Source document ::
• • • • • • •
Despite their capacity to spread debilitating pathogens, research on ticks has lagged behind other arthropod vectors, such as mosquitoes. This is, in large part, because of challenges in applying available genetic and molecular tools. For example, up until now, successful gene editing had not been reported in ticks. Now, a team at the University of Nevada reports the first successful CRISPR-Cas9 genome editing in the black-legged tick. This milestone was made possible due to a novel embryo injection protocol developed by the researchers.
“Having genome-editing tools available will allow us to unlock some of the secrets of the tick genome and allow us to determine how these unique animals survive in the environment, how they interact with pathogens, and how we might prevent ticks from spreading diseases to humans and livestock,” said Monika Gulia-Nuss, PhD, associate professor in the department of biochemistry and molecular biology at the University of Nevada, Reno.
This work is published in iScience in the paper, “Cas9-mediated gene editing in the black-legged tick, Ixodes scapularis, by embryo injection and ReMOT Control.”
“Previously, no lab has demonstrated genome modification is possible in ticks. Some considered this too technically difficult to accomplish,” Gulia-Nuss said. “This is the first study to demonstrate that genetic transformation in ticks is possible by not only one, but two different methods.”
CRISPR-Cas9 has revolutionized functional genetics research in many organisms. This gene-editing technique has been applied to mosquitoes and other arthropod disease vectors, but successful gene editing has not yet been reported in ticks. Technical challenges for injecting tick embryos to attempt gene editing have further slowed research progress. Tick embryos are extremely difficult to inject because of high pressure inside the eggs, a hard chorion (the outer shell of the egg), and a wax layer outside the embryo that must be removed before injection. Female ticks use a specialized organ called Gene’s organ to coat their eggs with a tough wax layer.
Researchers developed a successful tick-embryo injection protocol and targeted gene disruption with CRISPR-Cas9 using two methods: embryo injection and Receptor-Mediated Ovary Transduction of Cargo (ReMOT Control)—a less labor-intensive method of gene editing in arthropods. The researchers ablated Gene’s organ to prevent wax deposition and then treated the eggs with chemicals called benzalkonium chloride and sodium chloride to remove the chorion and to decrease the pressure inside the eggs.
• • • • • • •
Listed records ::
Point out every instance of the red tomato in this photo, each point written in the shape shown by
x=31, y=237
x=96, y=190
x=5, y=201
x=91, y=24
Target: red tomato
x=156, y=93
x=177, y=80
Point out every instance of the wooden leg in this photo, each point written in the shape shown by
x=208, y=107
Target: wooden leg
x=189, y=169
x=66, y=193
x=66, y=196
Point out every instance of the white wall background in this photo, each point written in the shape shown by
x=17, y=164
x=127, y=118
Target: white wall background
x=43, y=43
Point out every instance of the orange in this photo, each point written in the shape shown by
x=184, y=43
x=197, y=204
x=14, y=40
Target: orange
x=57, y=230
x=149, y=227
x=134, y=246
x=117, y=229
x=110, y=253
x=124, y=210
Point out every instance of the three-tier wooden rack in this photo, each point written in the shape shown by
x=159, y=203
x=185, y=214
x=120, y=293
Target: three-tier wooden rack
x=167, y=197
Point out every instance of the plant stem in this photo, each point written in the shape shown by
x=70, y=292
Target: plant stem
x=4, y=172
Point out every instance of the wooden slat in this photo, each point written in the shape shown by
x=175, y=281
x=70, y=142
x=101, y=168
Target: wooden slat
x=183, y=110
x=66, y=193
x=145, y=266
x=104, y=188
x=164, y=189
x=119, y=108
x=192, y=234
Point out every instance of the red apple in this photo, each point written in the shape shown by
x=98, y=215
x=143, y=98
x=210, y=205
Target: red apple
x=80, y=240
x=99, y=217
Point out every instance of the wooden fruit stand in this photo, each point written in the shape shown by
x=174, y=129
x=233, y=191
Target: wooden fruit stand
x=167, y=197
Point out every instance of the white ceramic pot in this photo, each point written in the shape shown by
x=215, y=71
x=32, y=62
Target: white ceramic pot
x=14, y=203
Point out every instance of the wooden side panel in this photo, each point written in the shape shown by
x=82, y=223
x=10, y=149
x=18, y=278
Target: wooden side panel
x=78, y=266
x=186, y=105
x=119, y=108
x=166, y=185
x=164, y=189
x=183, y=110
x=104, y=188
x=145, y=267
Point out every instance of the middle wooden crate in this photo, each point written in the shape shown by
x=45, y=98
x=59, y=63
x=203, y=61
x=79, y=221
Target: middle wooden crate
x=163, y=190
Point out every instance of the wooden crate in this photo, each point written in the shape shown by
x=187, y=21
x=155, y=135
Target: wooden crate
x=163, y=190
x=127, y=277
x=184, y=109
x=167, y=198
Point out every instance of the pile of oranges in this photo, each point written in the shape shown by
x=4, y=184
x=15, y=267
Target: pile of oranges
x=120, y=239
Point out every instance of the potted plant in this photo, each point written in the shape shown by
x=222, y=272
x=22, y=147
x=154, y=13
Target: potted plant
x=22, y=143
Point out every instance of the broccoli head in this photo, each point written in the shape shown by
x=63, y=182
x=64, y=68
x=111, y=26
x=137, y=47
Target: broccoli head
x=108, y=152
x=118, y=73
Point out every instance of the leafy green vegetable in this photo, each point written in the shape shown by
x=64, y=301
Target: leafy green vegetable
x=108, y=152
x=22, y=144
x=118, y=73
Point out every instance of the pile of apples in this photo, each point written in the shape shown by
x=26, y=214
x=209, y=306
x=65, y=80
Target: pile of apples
• • • • • • •
To do ::
1. In the article on gene editing in ticks, which two chemicals were used to treat the eggs so that the chorion was removed and the pressure inside them dropped?
2. Continue the article on CRISPR-Cas9 gene editing in the black-legged tick, beginning after its final sentence.

Answers below ::
1. Benzalkonium chloride and sodium chloride.

2.
“We were able to carefully dissect gravid female ticks to surgically remove the organ responsible for coating the eggs with wax, but still allowing the females to lay viable eggs. These wax-free eggs permitted injection of tick embryos with materials necessary for genome modification,” Gulia-Nuss said. “Another major challenge was understanding the timing of tick embryo development. So little is known about tick embryology that we needed to determine the precise time when to introduce CRISPR-Cas9 to ensure the greatest chance of inducing genetic changes.”
The survival rate of injected embryos was approximately 10%, comparable to well-established insect models. For ReMOT Control, all injected ticks survived. The data showed the feasibility of tick embryo injection and genetic manipulation in ticks by both methods, which had comparable editing efficiency for the Proboscipedia (ProbP) gene, which is expressed in appendages.
More research is needed to fully understand the molecular mechanisms underlying efficient gene editing in ticks. While these tools will accelerate tick genetic research, improvements are needed in the embryo injection protocol to enhance survival and larval hatching and gene-editing efficiencies.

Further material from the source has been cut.